DATASET EXCERPTS
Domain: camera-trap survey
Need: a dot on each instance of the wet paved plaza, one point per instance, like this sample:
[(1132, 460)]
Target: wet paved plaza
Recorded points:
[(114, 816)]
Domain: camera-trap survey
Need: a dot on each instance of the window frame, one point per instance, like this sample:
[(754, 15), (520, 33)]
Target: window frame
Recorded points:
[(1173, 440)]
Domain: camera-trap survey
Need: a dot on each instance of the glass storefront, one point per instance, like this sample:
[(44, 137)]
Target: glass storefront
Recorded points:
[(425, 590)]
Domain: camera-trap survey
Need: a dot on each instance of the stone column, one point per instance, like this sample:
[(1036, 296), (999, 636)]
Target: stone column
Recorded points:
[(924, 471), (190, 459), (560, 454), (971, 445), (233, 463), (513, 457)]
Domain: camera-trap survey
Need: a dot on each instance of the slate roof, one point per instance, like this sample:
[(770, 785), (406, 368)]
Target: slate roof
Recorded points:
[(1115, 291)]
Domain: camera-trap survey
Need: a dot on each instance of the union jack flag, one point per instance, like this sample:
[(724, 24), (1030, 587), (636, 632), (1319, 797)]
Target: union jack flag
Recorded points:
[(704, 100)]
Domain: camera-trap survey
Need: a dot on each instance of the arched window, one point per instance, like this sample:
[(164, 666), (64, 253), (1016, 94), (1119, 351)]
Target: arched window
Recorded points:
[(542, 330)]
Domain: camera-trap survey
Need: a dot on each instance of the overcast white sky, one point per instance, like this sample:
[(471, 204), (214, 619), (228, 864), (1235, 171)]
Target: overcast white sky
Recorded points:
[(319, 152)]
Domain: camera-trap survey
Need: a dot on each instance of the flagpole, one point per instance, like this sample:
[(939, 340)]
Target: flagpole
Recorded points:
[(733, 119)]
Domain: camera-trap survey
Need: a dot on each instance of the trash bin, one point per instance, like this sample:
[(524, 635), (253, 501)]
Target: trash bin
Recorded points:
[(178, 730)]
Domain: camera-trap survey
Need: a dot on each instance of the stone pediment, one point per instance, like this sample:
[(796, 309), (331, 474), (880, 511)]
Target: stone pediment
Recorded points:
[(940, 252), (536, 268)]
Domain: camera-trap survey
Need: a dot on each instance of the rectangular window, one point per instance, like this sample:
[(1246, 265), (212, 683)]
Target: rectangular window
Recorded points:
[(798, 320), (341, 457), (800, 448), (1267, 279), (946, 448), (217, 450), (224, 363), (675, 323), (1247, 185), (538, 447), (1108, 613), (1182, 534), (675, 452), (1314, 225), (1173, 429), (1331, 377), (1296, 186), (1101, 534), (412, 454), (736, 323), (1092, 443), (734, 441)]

---

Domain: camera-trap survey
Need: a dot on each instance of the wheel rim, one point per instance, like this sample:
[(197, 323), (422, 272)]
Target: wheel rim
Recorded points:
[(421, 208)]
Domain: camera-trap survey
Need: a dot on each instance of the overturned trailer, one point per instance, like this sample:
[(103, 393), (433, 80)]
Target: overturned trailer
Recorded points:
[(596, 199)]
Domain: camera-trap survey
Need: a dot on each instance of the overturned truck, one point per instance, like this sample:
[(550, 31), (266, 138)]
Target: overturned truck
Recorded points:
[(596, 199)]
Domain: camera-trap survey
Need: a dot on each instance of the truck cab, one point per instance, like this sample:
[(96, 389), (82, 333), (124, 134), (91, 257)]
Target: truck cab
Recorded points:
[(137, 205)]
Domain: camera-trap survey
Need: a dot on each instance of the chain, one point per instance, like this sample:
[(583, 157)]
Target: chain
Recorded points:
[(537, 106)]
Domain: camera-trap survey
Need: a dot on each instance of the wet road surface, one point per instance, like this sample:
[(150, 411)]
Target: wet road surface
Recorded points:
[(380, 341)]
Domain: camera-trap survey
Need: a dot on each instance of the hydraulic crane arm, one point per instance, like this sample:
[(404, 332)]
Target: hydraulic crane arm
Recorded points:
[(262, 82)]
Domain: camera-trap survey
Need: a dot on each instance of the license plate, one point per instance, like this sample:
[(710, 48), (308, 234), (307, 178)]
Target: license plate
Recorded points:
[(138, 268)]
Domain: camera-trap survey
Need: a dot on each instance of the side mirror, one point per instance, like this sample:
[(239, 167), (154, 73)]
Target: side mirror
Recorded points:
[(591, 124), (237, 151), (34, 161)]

==

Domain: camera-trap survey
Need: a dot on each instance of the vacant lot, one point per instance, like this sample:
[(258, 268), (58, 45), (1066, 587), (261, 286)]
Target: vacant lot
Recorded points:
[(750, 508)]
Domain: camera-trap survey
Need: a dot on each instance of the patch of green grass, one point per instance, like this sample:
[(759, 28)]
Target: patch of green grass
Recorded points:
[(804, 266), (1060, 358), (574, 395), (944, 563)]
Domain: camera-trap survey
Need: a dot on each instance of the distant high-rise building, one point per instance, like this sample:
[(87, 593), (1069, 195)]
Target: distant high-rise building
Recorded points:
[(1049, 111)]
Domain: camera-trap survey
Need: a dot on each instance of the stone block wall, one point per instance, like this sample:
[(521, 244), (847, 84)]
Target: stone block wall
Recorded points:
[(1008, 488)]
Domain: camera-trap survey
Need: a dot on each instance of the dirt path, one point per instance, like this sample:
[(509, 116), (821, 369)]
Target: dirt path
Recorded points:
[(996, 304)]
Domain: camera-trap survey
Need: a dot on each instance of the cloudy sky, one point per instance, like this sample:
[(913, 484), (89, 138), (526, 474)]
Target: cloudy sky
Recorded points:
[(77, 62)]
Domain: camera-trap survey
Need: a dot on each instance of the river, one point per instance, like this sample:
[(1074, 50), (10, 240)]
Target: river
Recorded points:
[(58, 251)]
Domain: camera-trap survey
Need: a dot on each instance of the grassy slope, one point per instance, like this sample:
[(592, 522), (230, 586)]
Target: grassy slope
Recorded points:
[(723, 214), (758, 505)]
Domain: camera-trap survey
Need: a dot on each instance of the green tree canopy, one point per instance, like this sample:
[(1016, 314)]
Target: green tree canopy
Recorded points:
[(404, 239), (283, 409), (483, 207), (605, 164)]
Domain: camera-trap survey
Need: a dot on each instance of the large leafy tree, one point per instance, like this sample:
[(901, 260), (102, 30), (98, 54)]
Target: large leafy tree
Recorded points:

EXERCISE PROMPT
Report the number of lines in the material above that contain the word "stone", counting only matches with the same case. Give the number alone.

EXERCISE SOLUTION
6